● **EXERCICE À TRAITER**: Comment traduit-on en anglais cette phrase de l'extrait : « Mais pourquoi choisir de désigner Gian Lorenzo Bernini alias Le Bernin comme le sculpteur de la Vérité, à l'exclusion de toutes les autres œuvres ? »

===== EXTRAIT =====

"Au souvenir du Bernin, sculpteur de la Vérité du tombeau d'Alexandre VII - celle qui se redresse comme la flamme soufflée -, que soient dédiés ces pas au-dehors, dans la fumée des sept feux."
Yves Bonnefoy, L'improbable et autres essais, p. 343
Ce sont là les derniers mots de L'improbable. Alors qu'il n'en a jamais été question auparavant dans Les sept feux, Bonnefoy conclut en dédiant son écriture, " ces pas au-dehors", au Bernin, le créateur de la Fontaine des Fleuves de la place Navone. Encore une boucle qui s'abouche sur elle-même : Bonnefoy nous avait conduits aux paons, qui nous avaient menés aux fleuves, qui nous ouvrirent à Rome et à Fred Vargas, et voici que par une route alterne nous retrouvons Le Bernin, déjà au centre des œuvres précédentes.
Mais pourquoi choisir de désigner Gian Lorenzo Bernini alias Le Bernin comme le sculpteur de la Vérité, à l'exclusion de toutes les autres œuvres ? A ce stade, j'avoue que je n'en sais rien. Il serait peut-être bon d'aller y voir de plus près : quel enseignement nous apporte cette Vérité ?

===== MATÉRIEL FOURNI =====

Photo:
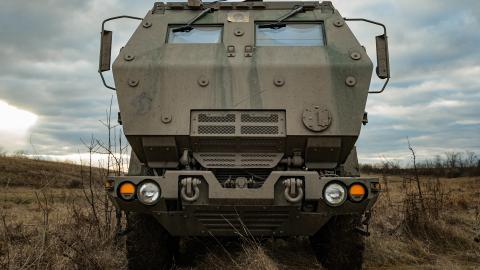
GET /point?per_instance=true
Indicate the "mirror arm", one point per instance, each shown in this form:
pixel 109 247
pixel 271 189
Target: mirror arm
pixel 103 30
pixel 385 35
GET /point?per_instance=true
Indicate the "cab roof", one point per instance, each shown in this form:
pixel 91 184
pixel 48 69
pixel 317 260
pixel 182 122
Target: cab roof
pixel 246 5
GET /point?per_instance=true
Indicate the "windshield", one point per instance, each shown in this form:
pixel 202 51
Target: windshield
pixel 198 34
pixel 293 34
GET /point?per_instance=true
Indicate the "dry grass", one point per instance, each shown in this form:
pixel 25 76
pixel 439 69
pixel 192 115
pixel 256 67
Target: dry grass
pixel 54 228
pixel 23 171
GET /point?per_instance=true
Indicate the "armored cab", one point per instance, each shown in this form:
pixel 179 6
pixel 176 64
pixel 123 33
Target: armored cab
pixel 243 116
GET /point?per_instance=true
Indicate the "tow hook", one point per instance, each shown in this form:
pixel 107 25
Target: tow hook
pixel 190 191
pixel 293 190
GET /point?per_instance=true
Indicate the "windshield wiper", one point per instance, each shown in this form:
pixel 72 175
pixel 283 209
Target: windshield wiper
pixel 279 23
pixel 188 27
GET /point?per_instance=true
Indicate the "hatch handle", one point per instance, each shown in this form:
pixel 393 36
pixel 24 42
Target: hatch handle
pixel 106 48
pixel 383 62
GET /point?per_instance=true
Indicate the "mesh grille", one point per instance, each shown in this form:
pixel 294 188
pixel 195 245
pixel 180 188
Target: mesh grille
pixel 270 130
pixel 249 118
pixel 205 118
pixel 238 160
pixel 220 130
pixel 238 123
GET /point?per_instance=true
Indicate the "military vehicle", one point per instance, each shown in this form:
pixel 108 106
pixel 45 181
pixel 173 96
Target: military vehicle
pixel 243 119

=====

● **RÉPONSE À L'EXERCICE**: But why choose to designate Gian Lorenzo Bernini, alias Le Bernin, as the sculptor of Truth, to the exclusion of all the other works?